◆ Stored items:
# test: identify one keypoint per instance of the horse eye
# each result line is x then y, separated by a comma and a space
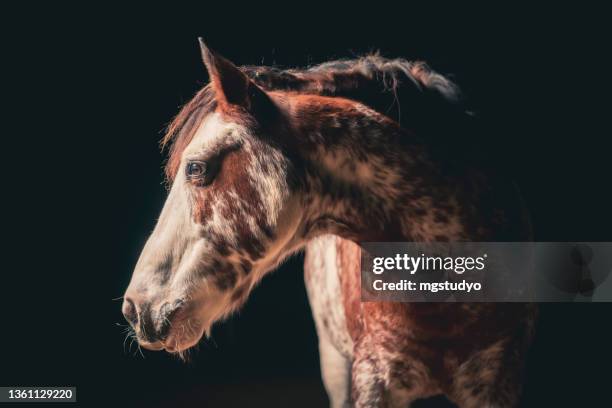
196, 170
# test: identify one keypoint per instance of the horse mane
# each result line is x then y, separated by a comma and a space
409, 92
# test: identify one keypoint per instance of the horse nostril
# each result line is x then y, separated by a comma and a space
130, 312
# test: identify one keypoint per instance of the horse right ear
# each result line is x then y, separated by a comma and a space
232, 87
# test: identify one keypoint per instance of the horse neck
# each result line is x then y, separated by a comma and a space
366, 178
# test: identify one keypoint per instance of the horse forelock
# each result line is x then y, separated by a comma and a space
380, 83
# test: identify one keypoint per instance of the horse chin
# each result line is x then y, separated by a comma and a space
183, 338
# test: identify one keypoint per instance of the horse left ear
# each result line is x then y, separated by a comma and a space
232, 87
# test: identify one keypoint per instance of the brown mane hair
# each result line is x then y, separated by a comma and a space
431, 103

◆ Goal: Rewrite all the rows above, substituting "locate a single point" for each occurrence of "identify one keypoint" and keeping everything else unchanged. Omit the pictures from your answer.

◆ Correct response:
# test: locate a single point per instance of the horse eye
# each result line is x then y, separated by a comma and a space
196, 170
# test: locate a single point per instance of the horse mane
# each result line is x then y, separated by a comma and a space
409, 92
# test: locate a single point per instance of the horse nostril
# each result line is x then y, separated by a comma and a space
130, 312
# test: locate a single point per instance of the horse right ear
# each result line is x then y, separated by a comma and a space
232, 87
# test: locate a single point per instance of the horse neck
# each result line is x then y, separated by a comma and a space
366, 178
# test: locate a single point per instance of the horse forelock
# each result line is x then y, separated by a comma and a space
380, 83
# test: locate a single point per instance of the horse chin
# each result line is x then y, separated by a comma and a space
183, 338
# test: locate a single point per instance of the horse left ear
# each result line is x then y, separated by a comma and a space
232, 87
# test: locate a single point per instance of the brown mane hair
# each result line is x then y, separated by a comma and a space
431, 103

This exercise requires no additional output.